▸ **任务说明**:
从包含“Where can you see the tree”的那一行开始，到包含“point(650, 361)”的那一行结束（首尾两行都算在内），只把这一段改写为 Markdown 表格。表格设“序号”和“文本”两列，每行占一条，空行不计。

* * * *

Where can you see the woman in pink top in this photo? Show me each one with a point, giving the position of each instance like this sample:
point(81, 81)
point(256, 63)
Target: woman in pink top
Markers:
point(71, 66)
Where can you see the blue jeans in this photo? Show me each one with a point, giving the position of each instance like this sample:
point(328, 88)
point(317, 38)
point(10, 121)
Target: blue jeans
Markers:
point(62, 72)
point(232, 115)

* * * *

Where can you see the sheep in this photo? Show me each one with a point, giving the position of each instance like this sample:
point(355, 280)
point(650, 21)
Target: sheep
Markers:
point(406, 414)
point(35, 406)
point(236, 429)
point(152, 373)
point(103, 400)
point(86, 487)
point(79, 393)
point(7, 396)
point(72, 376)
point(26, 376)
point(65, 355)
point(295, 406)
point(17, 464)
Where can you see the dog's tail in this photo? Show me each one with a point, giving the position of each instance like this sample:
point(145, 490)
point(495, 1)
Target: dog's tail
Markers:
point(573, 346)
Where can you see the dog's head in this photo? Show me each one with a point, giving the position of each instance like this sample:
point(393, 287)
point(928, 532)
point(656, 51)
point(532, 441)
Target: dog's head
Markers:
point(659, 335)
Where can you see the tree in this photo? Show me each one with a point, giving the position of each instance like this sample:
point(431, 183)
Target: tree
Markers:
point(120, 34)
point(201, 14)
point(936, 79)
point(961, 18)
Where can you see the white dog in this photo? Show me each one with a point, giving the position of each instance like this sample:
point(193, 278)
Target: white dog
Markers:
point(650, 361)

* * * *

▸ **参考解答**:
| 序号 | 文本 |
|---|---|
| 1 | Where can you see the tree in this photo? Show me each one with a point, giving the position of each instance like this sample: |
| 2 | point(431, 183) |
| 3 | Target: tree |
| 4 | Markers: |
| 5 | point(120, 34) |
| 6 | point(201, 14) |
| 7 | point(936, 79) |
| 8 | point(961, 18) |
| 9 | Where can you see the white dog in this photo? Show me each one with a point, giving the position of each instance like this sample: |
| 10 | point(193, 278) |
| 11 | Target: white dog |
| 12 | Markers: |
| 13 | point(650, 361) |